## Text
::::::::
In his email to Undark, Ioannidis also suggested more information on his team's methodologies was forthcoming — and that it will prove their interpretation of the data to be sound. "We will be posting an updated version of the study preprint soon with far more data, additional analyses, more detail on methods and responses, that show that our data and inferences are robust," he said, adding: "I hope that scientists will be able to focus calmly on the science and not on a blame game or a clash of political agendas. I clearly do not have any political agenda, and the least plausible characterization would be that I am 'conservative,' given my track record," Ioannidis said. "My key focus remains to try to learn what I don't know and diminish my ignorance."
::::::::
## Data shown
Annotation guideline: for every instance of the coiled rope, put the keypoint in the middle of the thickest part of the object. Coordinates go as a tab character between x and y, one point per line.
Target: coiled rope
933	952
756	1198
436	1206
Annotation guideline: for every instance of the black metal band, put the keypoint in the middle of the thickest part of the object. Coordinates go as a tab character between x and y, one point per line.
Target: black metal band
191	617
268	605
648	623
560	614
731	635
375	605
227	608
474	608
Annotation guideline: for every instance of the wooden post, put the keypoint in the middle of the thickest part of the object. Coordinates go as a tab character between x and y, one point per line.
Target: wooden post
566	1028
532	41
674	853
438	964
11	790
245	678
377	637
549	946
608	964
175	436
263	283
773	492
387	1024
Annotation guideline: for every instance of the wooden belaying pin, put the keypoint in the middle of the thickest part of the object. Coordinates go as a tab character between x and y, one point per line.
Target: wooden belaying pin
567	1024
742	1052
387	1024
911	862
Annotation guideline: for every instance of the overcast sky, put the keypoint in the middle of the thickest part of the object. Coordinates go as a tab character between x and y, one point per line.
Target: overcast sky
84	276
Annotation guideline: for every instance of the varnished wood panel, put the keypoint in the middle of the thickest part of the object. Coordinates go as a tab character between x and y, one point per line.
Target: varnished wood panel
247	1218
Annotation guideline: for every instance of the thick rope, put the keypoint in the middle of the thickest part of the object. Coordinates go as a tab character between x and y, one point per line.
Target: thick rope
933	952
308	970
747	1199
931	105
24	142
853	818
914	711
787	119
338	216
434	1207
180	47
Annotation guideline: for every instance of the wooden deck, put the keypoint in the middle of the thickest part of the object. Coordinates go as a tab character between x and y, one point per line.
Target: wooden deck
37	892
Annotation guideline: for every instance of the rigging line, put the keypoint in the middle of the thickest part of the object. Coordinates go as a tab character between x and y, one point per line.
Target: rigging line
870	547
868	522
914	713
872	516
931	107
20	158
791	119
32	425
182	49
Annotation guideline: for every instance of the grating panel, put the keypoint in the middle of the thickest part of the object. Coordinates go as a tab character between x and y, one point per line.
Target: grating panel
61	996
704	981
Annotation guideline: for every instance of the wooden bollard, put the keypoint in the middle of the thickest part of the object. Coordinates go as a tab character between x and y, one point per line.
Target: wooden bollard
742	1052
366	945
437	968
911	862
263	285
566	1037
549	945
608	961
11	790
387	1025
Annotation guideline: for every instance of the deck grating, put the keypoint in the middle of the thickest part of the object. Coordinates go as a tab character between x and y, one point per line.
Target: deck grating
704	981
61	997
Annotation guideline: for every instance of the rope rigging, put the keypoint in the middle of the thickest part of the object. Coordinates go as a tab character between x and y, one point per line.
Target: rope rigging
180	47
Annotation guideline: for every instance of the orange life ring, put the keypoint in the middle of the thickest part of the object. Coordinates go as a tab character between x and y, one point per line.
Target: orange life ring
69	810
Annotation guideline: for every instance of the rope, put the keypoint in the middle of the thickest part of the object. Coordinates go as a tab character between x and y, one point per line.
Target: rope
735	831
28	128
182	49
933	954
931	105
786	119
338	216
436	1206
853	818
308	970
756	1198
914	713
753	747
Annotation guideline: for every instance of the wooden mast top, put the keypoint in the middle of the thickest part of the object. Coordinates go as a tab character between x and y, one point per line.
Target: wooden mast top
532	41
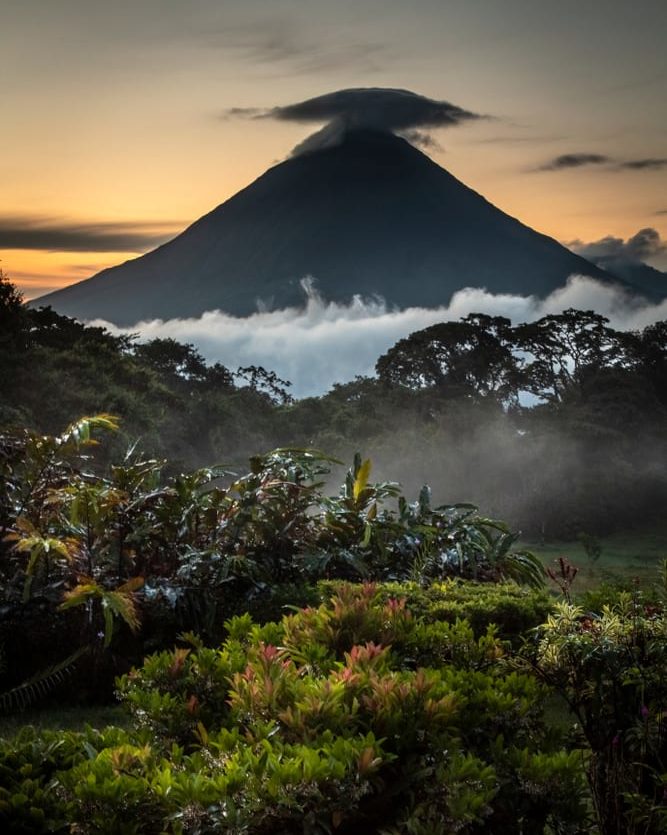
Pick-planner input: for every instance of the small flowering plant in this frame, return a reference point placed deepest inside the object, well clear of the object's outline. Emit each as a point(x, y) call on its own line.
point(611, 669)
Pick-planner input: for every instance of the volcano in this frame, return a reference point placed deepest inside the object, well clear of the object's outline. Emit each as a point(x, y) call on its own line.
point(369, 216)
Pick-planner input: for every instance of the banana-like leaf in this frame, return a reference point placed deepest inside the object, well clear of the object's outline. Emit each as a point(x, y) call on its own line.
point(361, 479)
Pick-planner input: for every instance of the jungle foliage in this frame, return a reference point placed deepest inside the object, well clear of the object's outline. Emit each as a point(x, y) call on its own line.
point(559, 426)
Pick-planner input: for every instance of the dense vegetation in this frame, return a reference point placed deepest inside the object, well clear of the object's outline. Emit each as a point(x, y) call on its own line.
point(568, 413)
point(423, 681)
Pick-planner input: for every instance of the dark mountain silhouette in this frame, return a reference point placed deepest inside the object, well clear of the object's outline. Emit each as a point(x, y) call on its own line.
point(371, 216)
point(644, 279)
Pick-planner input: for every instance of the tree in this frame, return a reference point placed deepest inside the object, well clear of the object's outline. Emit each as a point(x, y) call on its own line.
point(471, 358)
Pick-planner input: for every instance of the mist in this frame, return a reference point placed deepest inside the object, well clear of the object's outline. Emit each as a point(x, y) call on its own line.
point(326, 342)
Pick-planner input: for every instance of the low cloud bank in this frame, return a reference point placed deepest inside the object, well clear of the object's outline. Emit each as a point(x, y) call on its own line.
point(324, 342)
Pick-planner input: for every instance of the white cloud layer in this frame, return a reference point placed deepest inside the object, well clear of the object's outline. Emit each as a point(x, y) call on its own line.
point(324, 343)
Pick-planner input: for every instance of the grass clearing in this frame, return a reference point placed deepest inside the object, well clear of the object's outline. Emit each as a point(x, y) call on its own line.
point(631, 556)
point(64, 718)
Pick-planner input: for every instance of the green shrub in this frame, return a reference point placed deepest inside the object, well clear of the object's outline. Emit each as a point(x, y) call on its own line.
point(514, 610)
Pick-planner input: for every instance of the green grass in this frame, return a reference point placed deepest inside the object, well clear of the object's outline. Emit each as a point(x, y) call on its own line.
point(635, 556)
point(64, 718)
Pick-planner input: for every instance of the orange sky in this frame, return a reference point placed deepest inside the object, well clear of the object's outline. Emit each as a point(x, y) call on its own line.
point(114, 124)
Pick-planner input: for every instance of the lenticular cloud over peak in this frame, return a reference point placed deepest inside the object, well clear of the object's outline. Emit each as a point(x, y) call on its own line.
point(325, 342)
point(365, 108)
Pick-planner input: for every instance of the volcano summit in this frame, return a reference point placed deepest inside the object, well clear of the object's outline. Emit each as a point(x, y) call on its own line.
point(369, 215)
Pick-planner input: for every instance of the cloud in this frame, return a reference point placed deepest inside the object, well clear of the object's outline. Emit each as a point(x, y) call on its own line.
point(579, 160)
point(649, 164)
point(55, 235)
point(645, 244)
point(325, 342)
point(386, 109)
point(573, 161)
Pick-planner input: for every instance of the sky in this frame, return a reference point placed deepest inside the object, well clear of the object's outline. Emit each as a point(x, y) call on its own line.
point(121, 121)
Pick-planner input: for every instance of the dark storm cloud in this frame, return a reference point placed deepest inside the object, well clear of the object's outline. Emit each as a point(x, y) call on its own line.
point(55, 235)
point(647, 243)
point(374, 107)
point(566, 161)
point(386, 109)
point(649, 164)
point(573, 161)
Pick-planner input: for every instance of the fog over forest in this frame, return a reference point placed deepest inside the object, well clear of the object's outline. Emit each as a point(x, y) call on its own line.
point(325, 342)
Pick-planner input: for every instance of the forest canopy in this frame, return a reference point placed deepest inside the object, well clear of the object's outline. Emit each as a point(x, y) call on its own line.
point(557, 425)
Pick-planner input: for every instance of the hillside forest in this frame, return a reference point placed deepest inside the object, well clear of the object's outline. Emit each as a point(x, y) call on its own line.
point(557, 426)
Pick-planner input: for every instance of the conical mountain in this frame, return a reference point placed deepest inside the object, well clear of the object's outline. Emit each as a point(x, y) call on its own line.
point(371, 215)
::::::::
## Tasks
a) In the passage about Ioannidis's email to Undark:
(i) What does he say his team will be posting soon?
(ii) Which characterization of himself does he call the least plausible?
(iii) What does he say his key focus remains?
b) Can you extend the passage about Ioannidis's email to Undark beyond its final sentence?

## Numbered responses
a)
(i) An updated version of the study preprint, with far more data, additional analyses, and more detail on methods and responses.
(ii) That he is "conservative."
(iii) To try to learn what he doesn't know and diminish his ignorance.

b)
In the meantime, critics of Ioannidis say the evidence remains murky, leaving them to wonder whether a venerated scientist known for his learned and very often justified skepticism of others' scientific work has become blind to his own methodological flaws. Travis Gerke, an epidemiologist at the Moffitt Cancer Center and a visiting scientist at the Harvard T.H. Chan School of Public Health, said that he read Ioannidis' work while a graduate student. Recently he has wondered if Ioannidis should consider re-reading his own most famous paper, "Why Most Published Research Findings are False."
"His current study fits most of the high-risk criteria for falsehood that he outlines, such as publishing in a really hot scientific field with few corroborating studies, using a small bias sample, [and] reporting provocative findings in a politically charged arena," Gerke said.
"If you just go through his own work," Gerke added, "he seems to be breaking all his own rules."